#### SUPPLIED TEXT
The first panel of witnesses today will present testimony regarding the impact the extended waiting periods at the VA has had on those their organizations represent. We will also hear the testimony of 4 veterans from 3 different wars who will discuss the impact of long waiting times on their personal lives and financial well-being. I look forward to hearing their testimonies.
I also want to note that Ted Wolf, a Vietnam veteran battling prostate cancer, was scheduled to testify here today. While we will hear his testimony, because of health problems he cannot be here today. Ted and I have met multiple times and he is a truly wonderful person. I want to send my prayers to him and his family at this difficult time.
From the VA, I would like to hear what it is doing or intends to do to place appropriate resources in the NY Regional Office; what it is doing both to address its 600,000-plus claims backlog; and to reduce waiting times.

#### EXTRACTED RECORDS
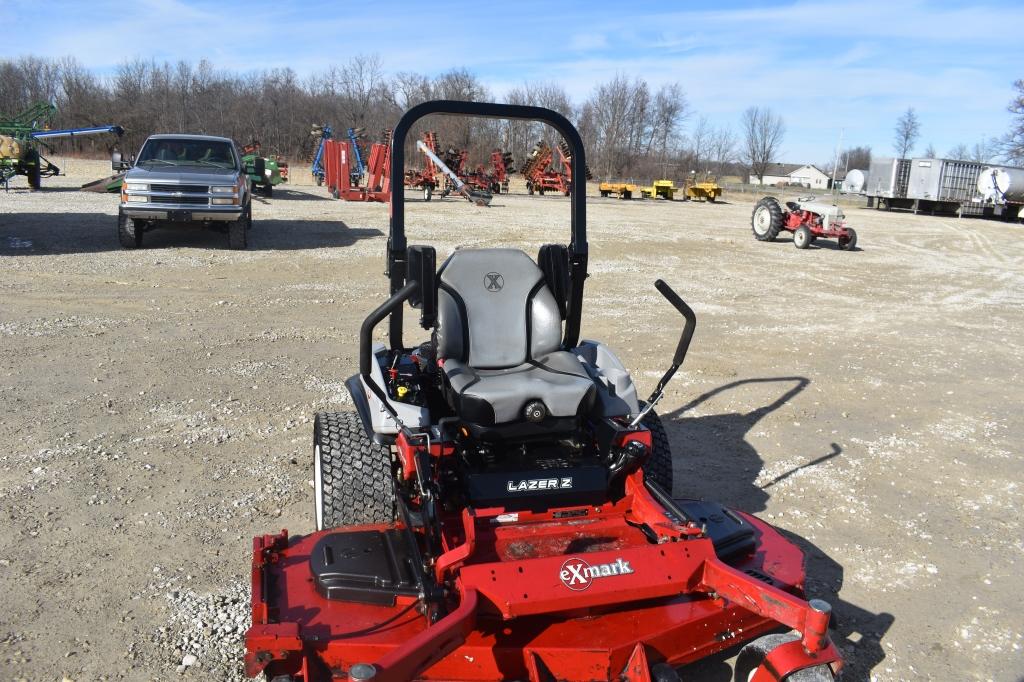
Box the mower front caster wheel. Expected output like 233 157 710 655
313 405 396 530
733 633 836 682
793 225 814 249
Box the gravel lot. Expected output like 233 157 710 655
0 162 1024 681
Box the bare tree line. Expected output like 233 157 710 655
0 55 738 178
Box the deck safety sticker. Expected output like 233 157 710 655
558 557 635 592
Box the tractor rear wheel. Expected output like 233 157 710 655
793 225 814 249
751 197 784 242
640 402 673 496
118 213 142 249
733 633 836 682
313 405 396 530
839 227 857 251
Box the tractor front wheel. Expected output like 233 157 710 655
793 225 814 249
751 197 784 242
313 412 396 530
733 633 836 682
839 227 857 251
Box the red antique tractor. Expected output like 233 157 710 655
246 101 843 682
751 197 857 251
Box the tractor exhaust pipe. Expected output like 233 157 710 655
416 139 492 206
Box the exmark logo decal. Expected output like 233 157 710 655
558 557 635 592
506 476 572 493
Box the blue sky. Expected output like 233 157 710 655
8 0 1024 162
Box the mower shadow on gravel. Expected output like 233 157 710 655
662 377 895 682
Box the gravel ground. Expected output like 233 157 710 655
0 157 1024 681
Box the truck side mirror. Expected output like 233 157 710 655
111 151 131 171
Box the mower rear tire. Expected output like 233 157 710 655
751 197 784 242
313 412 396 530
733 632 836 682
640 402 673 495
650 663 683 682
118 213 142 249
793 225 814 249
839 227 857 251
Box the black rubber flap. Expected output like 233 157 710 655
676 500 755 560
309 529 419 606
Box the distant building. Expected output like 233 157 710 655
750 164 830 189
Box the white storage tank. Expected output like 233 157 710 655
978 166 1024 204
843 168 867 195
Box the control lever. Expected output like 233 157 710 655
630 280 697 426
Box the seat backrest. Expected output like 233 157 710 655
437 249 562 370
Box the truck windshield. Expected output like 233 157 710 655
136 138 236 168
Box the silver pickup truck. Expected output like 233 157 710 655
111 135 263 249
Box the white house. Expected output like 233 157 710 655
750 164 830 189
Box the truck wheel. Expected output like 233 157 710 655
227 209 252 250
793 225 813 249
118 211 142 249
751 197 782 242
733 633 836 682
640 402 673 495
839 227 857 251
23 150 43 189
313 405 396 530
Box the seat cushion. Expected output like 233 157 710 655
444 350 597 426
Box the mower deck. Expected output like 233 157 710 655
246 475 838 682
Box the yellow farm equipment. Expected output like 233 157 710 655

#### TO DO
A - Using the opening statement on VA waiting times, explain in one to three sentences why Ted Wolf will not testify in person even though he was scheduled to appear.
B - Resume the opening statement on VA waiting times right after its final sentence, keeping the same speaker's voice.

#### TASK RESULTS
A - Ted Wolf, a Vietnam veteran battling prostate cancer, cannot be there because of health problems. His testimony will still be heard.

B -
I want us all to remain aware of the special privilege we possess in being able to devise the policies and administer the benefits for these brave men and women and their families.
There is real sanctity in this privilege--we should always be mindful of whom we are serving.
Lastly, I would like to recognize several members of our audience. Michael Tokarz, a member of the American Legion Legislative Council, and Jerry Donnellan the Veterans Service Agency Director for Rockland County have provided written testimony for the record. Nelson Rivera and Tom Meier, the Veterans Service Agency Directors for Dutchess and Westchester County, respectively, are here as well. I want to thank them for attending and thank all our County Directors for their work in helping New York veterans. We are lucky enough to have two directors of National Veterans Service Organizations here today.
John Rowan, of the Vietnam Veterans of America, and Larry Schulman, the National Commander of the Jewish War Veterans of the USA, have both made the trip and I thank them for attending.
I also want to thank George Basher, the Director of the New York State Division of Veterans’ Affairs, for attending. In addition to his service to New York veterans, Mr. Basher also serves on the Advisory Panel on Homelessness of the Secretary of Veterans Affairs in Washington.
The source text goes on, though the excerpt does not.